• **Work to do**: Pull out every line of the records below and reproduce each one unchanged, in the same order.

• **Exercise data**:
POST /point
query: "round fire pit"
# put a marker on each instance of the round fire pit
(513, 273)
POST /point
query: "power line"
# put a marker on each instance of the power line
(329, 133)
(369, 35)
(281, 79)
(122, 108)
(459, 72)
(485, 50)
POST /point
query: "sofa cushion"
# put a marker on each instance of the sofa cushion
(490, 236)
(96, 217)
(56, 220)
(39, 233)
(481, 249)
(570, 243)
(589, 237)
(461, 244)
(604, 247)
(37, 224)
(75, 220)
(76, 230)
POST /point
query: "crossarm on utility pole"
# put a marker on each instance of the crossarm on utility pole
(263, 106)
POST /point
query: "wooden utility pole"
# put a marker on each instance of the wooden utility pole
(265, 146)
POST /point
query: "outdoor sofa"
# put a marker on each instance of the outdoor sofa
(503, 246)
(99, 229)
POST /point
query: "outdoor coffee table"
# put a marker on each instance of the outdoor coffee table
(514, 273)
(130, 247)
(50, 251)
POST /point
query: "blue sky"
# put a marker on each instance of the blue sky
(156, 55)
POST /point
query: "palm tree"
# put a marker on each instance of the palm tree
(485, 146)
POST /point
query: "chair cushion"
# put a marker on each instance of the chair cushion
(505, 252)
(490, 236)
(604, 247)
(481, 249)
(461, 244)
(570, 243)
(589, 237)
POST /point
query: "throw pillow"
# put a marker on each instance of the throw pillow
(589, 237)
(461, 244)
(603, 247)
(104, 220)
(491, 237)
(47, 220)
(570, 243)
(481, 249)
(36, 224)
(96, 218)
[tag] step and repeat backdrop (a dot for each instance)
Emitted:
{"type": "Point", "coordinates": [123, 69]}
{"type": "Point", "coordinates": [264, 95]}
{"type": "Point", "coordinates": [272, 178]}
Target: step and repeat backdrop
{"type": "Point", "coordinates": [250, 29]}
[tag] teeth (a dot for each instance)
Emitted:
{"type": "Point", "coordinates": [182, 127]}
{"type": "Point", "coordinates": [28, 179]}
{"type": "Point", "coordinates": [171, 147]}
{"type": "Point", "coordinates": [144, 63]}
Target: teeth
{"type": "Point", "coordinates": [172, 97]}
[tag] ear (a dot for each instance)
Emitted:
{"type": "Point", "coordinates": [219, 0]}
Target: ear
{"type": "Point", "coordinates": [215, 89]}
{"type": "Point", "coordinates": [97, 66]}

• **Finished exercise**:
POST /point
query: "round fire pit"
# put a marker on each instance of the round fire pit
(513, 273)
POST /point
query: "power line"
# put a marker on each instance of the power line
(329, 133)
(369, 35)
(281, 79)
(122, 108)
(459, 72)
(485, 50)
POST /point
query: "sofa cushion"
# put a marker on each instance of the sofa cushion
(490, 236)
(96, 217)
(56, 220)
(39, 233)
(481, 249)
(570, 243)
(589, 237)
(461, 244)
(604, 247)
(37, 224)
(75, 220)
(76, 230)
POST /point
query: "crossarm on utility pole"
# put a marker on each instance of the crossarm on utility pole
(263, 106)
POST /point
query: "wooden utility pole"
# put a marker on each instance of the wooden utility pole
(265, 146)
POST /point
query: "outdoor sofa"
# put a marker on each instance of the outdoor sofa
(503, 246)
(99, 229)
POST /point
query: "outdoor coffee table"
# put a marker on each instance of the outdoor coffee table
(514, 273)
(130, 247)
(50, 251)
POST /point
query: "blue sky"
# put a marker on each instance of the blue sky
(156, 55)
POST /point
query: "palm tree"
# put a marker on each instance of the palm tree
(485, 146)
POST /point
query: "chair cushion"
# put a marker on each instance of the chair cushion
(505, 252)
(490, 236)
(604, 247)
(481, 249)
(461, 244)
(570, 243)
(589, 237)
POST /point
query: "throw pillow"
# put a marker on each instance of the throw pillow
(589, 237)
(461, 244)
(603, 247)
(104, 220)
(491, 237)
(47, 220)
(570, 243)
(481, 249)
(36, 224)
(96, 218)
[tag] step and repeat backdrop (a dot for each instance)
Emitted:
{"type": "Point", "coordinates": [123, 69]}
{"type": "Point", "coordinates": [264, 95]}
{"type": "Point", "coordinates": [272, 178]}
Target: step and repeat backdrop
{"type": "Point", "coordinates": [250, 29]}
[tag] teeth (a dot for each instance)
Emitted:
{"type": "Point", "coordinates": [182, 127]}
{"type": "Point", "coordinates": [28, 179]}
{"type": "Point", "coordinates": [171, 147]}
{"type": "Point", "coordinates": [144, 63]}
Target: teeth
{"type": "Point", "coordinates": [172, 97]}
[tag] ear (a dot for each instance)
Emitted:
{"type": "Point", "coordinates": [219, 0]}
Target: ear
{"type": "Point", "coordinates": [215, 89]}
{"type": "Point", "coordinates": [97, 66]}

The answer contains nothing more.